For this exercise, output the line containing "If you would be so good as to mark the colorful" and all lines after it to the end of the records, exactly, with no other content.

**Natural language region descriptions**
Start of Block

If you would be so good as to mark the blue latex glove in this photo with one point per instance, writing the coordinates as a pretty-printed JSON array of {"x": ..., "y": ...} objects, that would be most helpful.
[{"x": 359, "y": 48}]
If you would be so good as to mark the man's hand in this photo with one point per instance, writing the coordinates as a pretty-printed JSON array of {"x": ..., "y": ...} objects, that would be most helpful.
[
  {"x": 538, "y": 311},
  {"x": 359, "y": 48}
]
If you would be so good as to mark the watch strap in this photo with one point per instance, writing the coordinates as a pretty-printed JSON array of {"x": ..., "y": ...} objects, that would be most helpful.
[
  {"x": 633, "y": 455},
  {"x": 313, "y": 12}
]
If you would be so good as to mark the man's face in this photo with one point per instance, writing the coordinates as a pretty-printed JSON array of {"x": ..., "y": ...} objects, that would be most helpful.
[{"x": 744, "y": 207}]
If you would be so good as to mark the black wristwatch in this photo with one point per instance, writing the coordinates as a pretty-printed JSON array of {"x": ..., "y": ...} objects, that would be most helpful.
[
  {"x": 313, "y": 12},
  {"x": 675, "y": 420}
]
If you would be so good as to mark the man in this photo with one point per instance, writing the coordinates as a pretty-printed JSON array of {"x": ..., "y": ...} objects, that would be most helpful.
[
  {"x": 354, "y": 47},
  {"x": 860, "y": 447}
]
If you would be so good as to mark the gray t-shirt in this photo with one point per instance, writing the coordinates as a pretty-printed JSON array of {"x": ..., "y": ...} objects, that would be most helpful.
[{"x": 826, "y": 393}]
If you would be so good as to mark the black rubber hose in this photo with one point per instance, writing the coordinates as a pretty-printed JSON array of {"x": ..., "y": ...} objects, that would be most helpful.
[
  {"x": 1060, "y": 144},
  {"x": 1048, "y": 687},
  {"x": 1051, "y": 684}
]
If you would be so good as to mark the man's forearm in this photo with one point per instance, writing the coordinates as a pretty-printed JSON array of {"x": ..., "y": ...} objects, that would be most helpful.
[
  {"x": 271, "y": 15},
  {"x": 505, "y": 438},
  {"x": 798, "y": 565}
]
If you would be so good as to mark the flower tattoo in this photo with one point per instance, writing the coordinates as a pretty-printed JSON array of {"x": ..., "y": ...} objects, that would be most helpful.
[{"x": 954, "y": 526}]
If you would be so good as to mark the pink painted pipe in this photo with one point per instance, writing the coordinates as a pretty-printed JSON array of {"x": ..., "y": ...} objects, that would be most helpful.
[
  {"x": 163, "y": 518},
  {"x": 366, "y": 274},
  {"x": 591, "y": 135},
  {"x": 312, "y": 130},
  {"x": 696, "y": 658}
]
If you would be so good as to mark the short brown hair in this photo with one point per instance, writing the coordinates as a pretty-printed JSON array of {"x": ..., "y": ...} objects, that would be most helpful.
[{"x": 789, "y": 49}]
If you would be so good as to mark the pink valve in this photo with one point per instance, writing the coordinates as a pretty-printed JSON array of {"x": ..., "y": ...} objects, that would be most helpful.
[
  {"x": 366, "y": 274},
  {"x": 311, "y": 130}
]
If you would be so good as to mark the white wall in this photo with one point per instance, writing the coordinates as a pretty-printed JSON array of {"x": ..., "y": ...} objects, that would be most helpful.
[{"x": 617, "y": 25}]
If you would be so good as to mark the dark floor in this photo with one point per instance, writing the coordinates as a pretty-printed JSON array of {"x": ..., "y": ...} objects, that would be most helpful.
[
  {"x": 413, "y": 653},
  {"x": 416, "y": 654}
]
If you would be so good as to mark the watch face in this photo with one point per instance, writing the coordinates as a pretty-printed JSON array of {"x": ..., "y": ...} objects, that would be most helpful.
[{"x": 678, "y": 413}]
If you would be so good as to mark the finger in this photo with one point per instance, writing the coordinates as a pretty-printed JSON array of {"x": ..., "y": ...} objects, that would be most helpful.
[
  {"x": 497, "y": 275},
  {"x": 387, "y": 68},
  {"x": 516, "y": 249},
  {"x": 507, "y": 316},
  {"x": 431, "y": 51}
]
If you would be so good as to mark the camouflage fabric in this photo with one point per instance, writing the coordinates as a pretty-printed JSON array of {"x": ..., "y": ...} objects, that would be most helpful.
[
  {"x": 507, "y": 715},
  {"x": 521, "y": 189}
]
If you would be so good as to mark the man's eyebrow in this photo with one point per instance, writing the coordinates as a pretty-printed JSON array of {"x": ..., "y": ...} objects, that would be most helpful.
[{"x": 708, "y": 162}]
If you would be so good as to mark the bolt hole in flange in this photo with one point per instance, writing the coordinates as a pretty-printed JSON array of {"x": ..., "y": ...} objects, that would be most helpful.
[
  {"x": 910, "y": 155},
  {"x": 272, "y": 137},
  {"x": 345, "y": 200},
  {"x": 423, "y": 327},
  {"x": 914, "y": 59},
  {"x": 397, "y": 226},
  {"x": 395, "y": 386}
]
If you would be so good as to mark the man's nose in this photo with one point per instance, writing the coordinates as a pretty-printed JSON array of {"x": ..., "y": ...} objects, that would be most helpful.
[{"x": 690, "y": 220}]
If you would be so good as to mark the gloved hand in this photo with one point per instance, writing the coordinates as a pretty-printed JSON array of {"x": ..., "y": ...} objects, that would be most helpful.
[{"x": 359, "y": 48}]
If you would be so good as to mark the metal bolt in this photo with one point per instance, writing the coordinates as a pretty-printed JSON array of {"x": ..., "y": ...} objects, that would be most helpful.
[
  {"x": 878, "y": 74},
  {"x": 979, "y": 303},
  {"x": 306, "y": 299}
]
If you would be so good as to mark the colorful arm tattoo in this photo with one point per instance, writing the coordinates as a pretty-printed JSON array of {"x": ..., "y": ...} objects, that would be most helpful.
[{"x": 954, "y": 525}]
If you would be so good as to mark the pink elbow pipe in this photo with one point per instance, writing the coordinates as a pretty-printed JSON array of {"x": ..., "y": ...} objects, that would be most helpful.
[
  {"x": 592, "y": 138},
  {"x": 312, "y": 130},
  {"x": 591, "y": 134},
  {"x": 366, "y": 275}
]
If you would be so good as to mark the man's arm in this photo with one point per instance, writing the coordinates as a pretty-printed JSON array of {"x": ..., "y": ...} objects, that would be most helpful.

End of Block

**Output of the exercise**
If you would be so good as to mark the colorful arm tattoo in this photo with one point per instance, writing the coordinates as a pretty-printed JSON array of {"x": ..., "y": ...} objects, that would be most helpful.
[{"x": 954, "y": 525}]
If you would be so good as to mark the pink elbow pipe in this photo with one point per instance, writing the coordinates as a pretty-printed JSON array of {"x": ..., "y": ...} objects, that would be most helpful.
[
  {"x": 592, "y": 138},
  {"x": 312, "y": 130},
  {"x": 591, "y": 134},
  {"x": 366, "y": 275}
]
If you would be so good as to mark the man's arm in this photo with one point per instance, writing the coordinates as a pretty-printed JSON array of {"x": ..., "y": ...} objects, that would be most helpful.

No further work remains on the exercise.